- O que se pede
[a] Segundo o trecho sobre a alma brasileira, por que o advogado mencionado acha que o trabalhador está certo mesmo quando está errado?
[b] Repita o trecho sobre a alma brasileira desde as palavras "E se orgulhava" até as palavras "após os EUA.", incluindo ambas.

- Trecho selecionado

Observando nossa TV, um amigo alemão ficava encantado com o imediato perdão aos assaltantes, às vezes homicida. Algo como “coitado”, sem opção; a vítima “também procurou, como é que anda vestida assim...”. A ponto de no crime comum sempre alegar o bandido que “atirou porque pensou que a vítima ia reagir”. Atenuou sua alegada violência, passando a culpa da agressão à vitima.
Nisso a alma brasileira a mim, apesar de nascido aqui, é misteriosa.
Jamais entendi a confusa empatia com o agente violento, sempre culpando a vítima. “Também, pô, como é que o babaca anda com um relojão daqueles, chamô pro assalto, meu!”. Incluindo-se as confusas relações de trabalho no país, onde em 100 processos trabalhistas, apesar de jamais se divulgar qualquer estatística sobre o assunto, em pelo menos 95 há vitória do reclamante, como denominam o trabalhador alegando ter sido injustiçado.
A imperícia, quando alguém acerta com o martelo o próprio dedo, acaba virando discussão de alto fôro e impingindo, sempre, ao empregador “falta de treinamento adequado, iluminação deficiente, etc.”. O tal empregador, mesmo tendo tomado todas as precauções, acreditando na habilidade pela profissão informada do prestador de serviço, acaba sendo o malvado, que não ensinou direito a segurar o martelo.
Da alma brasilis decorre frase de um advogado que conheci, cuja máxima ideológica se resumia à : “O trabalhador está sempre certo. Mesmo estando errado, estará certo pelo passado de injustiças que sofreu.” E paguem os inocentes de hoje pelo passado, eu retrucava. Alertava: um dia entenderá.
É difícil, por enquanto a luz não me alumiou...
E se orgulhava de jamais ter advogado contra qualquer trabalhador. Dogma rígido, por mais flagrante erradas e injustas fossem as atitudes. Admirável.
Decorre da alma brasilis a procura da apresentação bela, não acredito que exista outro país com o culto ao corpo tão exacerbado como por cá. Os padrões de “gostosice” para a mulher brasileira são rígidos, potentes e consuetudinários. E mantidos a ferro e fogo, contra a inexorável ação do tempo. São senhoras de 80 anos preocupadas com o que os gringos chamam de panty-line, a marca da calcinha por baixo dos trajes, discretamente surgindo e desenhando o traseiro. Algumas a preencherem com sutis almofadinhas a chulada retaguarda, vítima do tempo. A sempre sair com batom, a ser o maior mercado de cosméticos após os EUA.

(Entradas armazenadas)
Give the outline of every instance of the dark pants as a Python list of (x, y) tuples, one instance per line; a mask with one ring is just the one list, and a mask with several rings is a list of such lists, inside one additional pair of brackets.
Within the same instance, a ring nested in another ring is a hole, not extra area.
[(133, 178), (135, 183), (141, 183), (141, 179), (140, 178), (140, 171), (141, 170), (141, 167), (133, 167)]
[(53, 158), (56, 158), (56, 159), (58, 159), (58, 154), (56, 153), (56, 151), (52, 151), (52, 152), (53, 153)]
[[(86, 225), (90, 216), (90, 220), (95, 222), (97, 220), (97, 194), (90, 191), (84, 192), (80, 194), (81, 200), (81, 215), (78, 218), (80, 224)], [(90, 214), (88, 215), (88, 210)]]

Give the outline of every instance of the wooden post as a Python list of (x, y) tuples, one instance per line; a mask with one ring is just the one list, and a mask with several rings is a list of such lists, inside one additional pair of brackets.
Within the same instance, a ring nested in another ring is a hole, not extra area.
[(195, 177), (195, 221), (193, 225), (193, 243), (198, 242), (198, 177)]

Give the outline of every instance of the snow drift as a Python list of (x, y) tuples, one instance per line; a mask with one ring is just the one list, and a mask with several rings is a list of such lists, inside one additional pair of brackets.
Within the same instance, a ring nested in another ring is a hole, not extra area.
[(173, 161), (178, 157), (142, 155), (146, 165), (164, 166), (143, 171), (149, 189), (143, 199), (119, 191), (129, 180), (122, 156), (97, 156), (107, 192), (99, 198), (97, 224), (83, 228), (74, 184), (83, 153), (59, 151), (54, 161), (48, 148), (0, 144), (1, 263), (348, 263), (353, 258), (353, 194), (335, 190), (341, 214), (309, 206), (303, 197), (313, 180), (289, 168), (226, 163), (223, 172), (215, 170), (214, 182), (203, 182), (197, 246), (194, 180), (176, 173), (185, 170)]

- Soluções dos exercícios
[a] Pela máxima desse advogado, o trabalhador está certo mesmo errando por causa do passado de injustiças que sofreu.

[b]
E se orgulhava de jamais ter advogado contra qualquer trabalhador. Dogma rígido, por mais flagrante erradas e injustas fossem as atitudes. Admirável.
Decorre da alma brasilis a procura da apresentação bela, não acredito que exista outro país com o culto ao corpo tão exacerbado como por cá. Os padrões de “gostosice” para a mulher brasileira são rígidos, potentes e consuetudinários. E mantidos a ferro e fogo, contra a inexorável ação do tempo. São senhoras de 80 anos preocupadas com o que os gringos chamam de panty-line, a marca da calcinha por baixo dos trajes, discretamente surgindo e desenhando o traseiro. Algumas a preencherem com sutis almofadinhas a chulada retaguarda, vítima do tempo. A sempre sair com batom, a ser o maior mercado de cosméticos após os EUA.